Nadja + Fawn Limbs - Vestigial Spectra

Chronique CD album (40:49)

chronique Nadja + Fawn Limbs - Vestigial Spectra

Aàààààààààààà ma gauche, Fawn Limbs, ensemble (dis)harmonique de Pennsylvanie établi avec des brigands de Psyopus, Artifical Brain et autres douceurs pour l'esprit.

Aàààààààààààà ma droite, Nadja, honorable orchestre bicéphale de drone expérimental qui de Breton n'a que le nom, puisque le duo émet ses ondes sismiques depuis le Canada.

Au centre, au point d'impact et de jumelage des murs de son : nous. En tout cas moi. Caractéristique principale : cerveau = fondu.

 

Ouep, Vestigial Spectra, le fruit de la collaboration entre ces deux entités dont l'un des principaux points communs est de produire de la musique relativement peu FM et grand public, laisse assez peu de chances à l'auditorat de s'en sortir indemne.

Naviguant donc dans cette étrange réalité où accélérations, contretemps, décélérations subites et murs de son crépitant modèlent l'univers observable, donnant un petit aspect « face contre pare-brise en passant par erreur la marche arrière alors qu'on roulait à 130 sur l'autoroute » du plus bel effet, ce sont 40 minutes très denses qui vous attendent à l'écoute de ce disque.

Dès « Isomerisch » et son drone mécanique indus, froid et oppressant, qui laisse échapper ce qui semble presque être un cri sur-saturé et joué en loop, on sait déjà qu'on s'embarque pour un trip qui ne laissera que très peu filtrer la lumière, alors lampe frontale de rigueur pour s'aventurer dans ces limbes audiophiles. Avec « Black Body Radiation Curve » qui lui fait suite, la bascule se fait directement dans le chaos math-grind ultra dense, à la rythmique et au chant perturbés, dessinant une claire volonté de saper les fondations dès le début pour rebâtir sur les ruines de notre cerveau reptilien, de faire tenir la durée sur la tension et le stress, et son son qui rend parfois difficile de distinguer précisément ce qu'il se passe – si ce n'est qu'on se fait éclater et disperser un peu partout – tout en percevant malgré tout assez bien la dynamique malgré tout.

 

Nous pourrions nous engouffrer un peu plus loin dans l'album pour arguer de tel ou tel passage plus doom, tel autre ultra-syncopé, mais peut-être ai-je une clé d'interprétation un peu plus articulée à vous proposer à propos de ce disque que des comparaisons douteuses ou des descriptions à la fois un peu faciles et probablement limitées.

 

C'est la paire de titres « Redshifted » et « Blueshifted », placés en milieu d'album, et qui bien qu'essentiellement dronesques, m'ont mené de fil en aiguille à cette réflexion et à cette approche vis-à-vis de cet objet musical : je pense que le concept derrière Vestigial Spectra est une représentation sonore de l'évolution de l'univers.

______________________________

Répondez aux questions suivantes à partir de la chronique ci-dessus.
(a) De quelle région vient le groupe Fawn Limbs ?
(b) Depuis quel pays le duo Nadja émet-il ses ondes ?
(c) Quel titre suit « Isomerisch » sur l'album ?

Quelques enregistrements
______________________________

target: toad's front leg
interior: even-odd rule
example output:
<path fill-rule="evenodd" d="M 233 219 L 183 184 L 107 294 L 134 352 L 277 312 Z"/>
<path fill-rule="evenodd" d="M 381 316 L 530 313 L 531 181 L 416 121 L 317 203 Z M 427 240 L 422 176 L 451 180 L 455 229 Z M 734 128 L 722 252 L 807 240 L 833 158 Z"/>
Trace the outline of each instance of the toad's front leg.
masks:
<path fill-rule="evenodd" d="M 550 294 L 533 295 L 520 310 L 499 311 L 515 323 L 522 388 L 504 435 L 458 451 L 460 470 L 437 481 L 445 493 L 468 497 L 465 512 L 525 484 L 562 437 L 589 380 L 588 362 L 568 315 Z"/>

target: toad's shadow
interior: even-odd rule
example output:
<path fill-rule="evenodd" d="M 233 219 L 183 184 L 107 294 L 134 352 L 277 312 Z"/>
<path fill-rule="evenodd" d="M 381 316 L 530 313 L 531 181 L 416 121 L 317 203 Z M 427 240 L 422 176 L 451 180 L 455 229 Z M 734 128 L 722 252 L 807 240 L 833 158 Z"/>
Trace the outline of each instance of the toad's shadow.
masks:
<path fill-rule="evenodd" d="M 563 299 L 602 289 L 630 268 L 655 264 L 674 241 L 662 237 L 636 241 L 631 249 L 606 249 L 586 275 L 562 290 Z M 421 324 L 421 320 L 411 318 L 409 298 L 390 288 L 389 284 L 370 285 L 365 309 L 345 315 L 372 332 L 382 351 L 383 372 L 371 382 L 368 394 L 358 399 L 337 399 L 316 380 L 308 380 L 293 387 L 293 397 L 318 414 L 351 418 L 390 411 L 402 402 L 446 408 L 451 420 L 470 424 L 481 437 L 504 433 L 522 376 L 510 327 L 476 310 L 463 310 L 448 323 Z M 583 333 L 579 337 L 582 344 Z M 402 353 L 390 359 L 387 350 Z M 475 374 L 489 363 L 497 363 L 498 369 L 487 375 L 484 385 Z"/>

______________________________

**Résultat final:**
(a) De Pennsylvanie.
(b) Du Canada.
(c) « Black Body Radiation Curve ».